Task description:
Please count the lines in the records below that contain the string "find" and give only that number.

=-=-=

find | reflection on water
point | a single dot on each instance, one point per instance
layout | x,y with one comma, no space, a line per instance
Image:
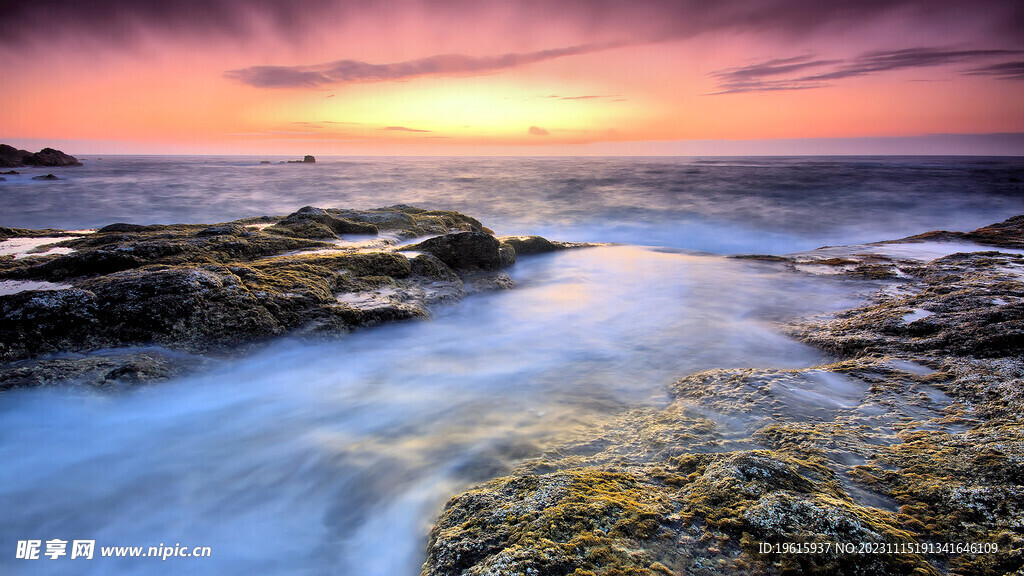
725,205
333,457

=-=-=

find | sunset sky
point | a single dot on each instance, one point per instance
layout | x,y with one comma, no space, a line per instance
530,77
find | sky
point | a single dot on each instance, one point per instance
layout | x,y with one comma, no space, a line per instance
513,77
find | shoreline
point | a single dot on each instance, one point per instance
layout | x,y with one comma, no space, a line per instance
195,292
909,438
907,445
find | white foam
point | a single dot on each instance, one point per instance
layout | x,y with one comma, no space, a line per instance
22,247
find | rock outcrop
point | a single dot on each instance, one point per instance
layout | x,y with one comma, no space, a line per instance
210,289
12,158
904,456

=-=-=

Output for this exercise:
6